:: Reading passage ::
Some lessons in international politics

by Dr. Pakiasothy Saravanamuttu

The international dimension of the ethnic conflict and peace
process is perhaps the one most opined on and yet, least
understood in terms of the incentives, strictures and punishments
the international community or any members thereof can visit
upon the two main protagonists.

It is worth reflecting on this for a moment, especially since the role
of the international community was also an issue in the general
election and following it, positions taken in the election campaign
have mellowed, even fundamentally changed. The visit of the
Foreign Minister to Delhi followed by President Rajapakse’s state
visit, has brought this issue to the fore as well.

Central to the role of the international community is the role of
India. The southern nationalists who saw India in the past as the
godfather of Tamil militancy and who mouthed the argument that
India, by taking on this role revealed its vested interest in slowing
the take off of the post 1978 Sri Lankan economy until it took off
and overtook us, now look to India as the ultimate protector of Sri
Lankan sovereignty and territorial unity.

India is the bulwark against the Western led international
community – it should replace Norway, be a Co-Chair and take on
any number of roles which are now being filled by imperialists of
yore. That India does not want to take on any greater and higher
profile role in the conflict transformation process at least for the
moment, is a cause for disappointment, incomprehension and

Political ideology

There is a certain schizophrenia here, a love and hate, damned if
you do /damned if you don’t attitude towards India. And the
Indians know this, post IPKF at least. The very political actors
calling for their greater involvement were those calling for their
withdrawal and more in the late ’80s and early ’90s. The political
ideology of the most vociferous of them was founded on the
realpolitik assumption of Indian imperialism.
:::
:: Raw records ::
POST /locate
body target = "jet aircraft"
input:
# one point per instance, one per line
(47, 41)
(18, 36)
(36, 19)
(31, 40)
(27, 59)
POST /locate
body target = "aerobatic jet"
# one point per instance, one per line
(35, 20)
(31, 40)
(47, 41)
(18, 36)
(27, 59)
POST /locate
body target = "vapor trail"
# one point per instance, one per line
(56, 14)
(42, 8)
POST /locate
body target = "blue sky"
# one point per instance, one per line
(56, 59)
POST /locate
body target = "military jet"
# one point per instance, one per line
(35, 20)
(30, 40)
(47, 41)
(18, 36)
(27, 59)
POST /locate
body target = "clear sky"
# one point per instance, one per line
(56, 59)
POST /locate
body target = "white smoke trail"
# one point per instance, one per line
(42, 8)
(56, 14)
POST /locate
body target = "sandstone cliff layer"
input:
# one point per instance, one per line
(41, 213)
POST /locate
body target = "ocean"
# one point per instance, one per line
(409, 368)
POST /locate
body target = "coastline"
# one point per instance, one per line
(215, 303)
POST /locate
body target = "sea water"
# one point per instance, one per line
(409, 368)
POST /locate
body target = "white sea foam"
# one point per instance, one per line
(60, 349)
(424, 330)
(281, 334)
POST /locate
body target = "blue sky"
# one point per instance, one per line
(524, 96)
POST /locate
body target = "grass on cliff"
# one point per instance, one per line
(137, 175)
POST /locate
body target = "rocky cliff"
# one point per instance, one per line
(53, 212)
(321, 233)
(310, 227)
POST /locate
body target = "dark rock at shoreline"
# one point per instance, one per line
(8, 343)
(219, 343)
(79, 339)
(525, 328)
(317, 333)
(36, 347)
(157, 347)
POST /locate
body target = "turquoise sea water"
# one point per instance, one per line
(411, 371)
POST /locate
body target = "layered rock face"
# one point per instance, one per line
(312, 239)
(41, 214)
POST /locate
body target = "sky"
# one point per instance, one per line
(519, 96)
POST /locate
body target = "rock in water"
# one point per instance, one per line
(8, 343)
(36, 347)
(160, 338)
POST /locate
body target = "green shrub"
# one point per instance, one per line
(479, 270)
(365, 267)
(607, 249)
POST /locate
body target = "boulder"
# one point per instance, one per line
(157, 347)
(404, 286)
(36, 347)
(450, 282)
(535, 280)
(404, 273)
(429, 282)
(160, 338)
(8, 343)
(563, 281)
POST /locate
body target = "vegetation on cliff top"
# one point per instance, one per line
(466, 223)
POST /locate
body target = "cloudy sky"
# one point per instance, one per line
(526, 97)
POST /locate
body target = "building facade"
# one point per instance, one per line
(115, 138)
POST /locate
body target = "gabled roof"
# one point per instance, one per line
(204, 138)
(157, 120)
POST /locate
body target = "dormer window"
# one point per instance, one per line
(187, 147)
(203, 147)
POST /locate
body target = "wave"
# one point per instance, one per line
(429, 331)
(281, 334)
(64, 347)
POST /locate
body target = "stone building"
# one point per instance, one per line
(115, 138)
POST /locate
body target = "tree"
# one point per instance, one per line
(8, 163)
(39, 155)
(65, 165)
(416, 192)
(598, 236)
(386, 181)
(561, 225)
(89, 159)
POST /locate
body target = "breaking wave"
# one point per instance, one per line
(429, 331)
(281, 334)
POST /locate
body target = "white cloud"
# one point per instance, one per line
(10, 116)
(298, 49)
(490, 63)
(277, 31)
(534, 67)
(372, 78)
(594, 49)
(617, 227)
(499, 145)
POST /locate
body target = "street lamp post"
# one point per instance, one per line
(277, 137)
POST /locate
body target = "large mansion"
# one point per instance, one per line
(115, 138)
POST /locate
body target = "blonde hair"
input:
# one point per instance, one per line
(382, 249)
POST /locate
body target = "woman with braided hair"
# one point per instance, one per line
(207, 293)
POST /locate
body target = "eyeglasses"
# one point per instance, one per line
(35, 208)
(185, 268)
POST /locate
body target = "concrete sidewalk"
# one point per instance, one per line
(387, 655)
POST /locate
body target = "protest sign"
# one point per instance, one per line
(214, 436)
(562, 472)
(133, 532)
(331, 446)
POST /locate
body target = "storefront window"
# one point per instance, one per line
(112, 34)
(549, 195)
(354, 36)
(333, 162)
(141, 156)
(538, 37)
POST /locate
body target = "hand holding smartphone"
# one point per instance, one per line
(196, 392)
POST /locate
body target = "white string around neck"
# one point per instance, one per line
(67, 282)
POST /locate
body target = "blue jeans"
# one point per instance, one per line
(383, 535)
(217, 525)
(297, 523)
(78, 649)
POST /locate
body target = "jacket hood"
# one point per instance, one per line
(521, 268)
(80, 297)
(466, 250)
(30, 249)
:::
▶ **Written exercise 1**
Copy from the article on international politics, word for word, everything from "Central to the" down to "and territorial unity.".
▶ **Written exercise 2**
Pick out every line of the records that contains the string "white", matching case.
The records are unrelated to the article on international politics.

▶ **Task response 1**
Central to the role of the international community is the role of
India. The southern nationalists who saw India in the past as the
godfather of Tamil militancy and who mouthed the argument that
India, by taking on this role revealed its vested interest in slowing
the take off of the post 1978 Sri Lankan economy until it took off
and overtook us, now look to India as the ultimate protector of Sri
Lankan sovereignty and territorial unity.

▶ **Task response 2**
body target = "white smoke trail"
body target = "white sea foam"
body target = "white cloud"
body target = "white string around neck"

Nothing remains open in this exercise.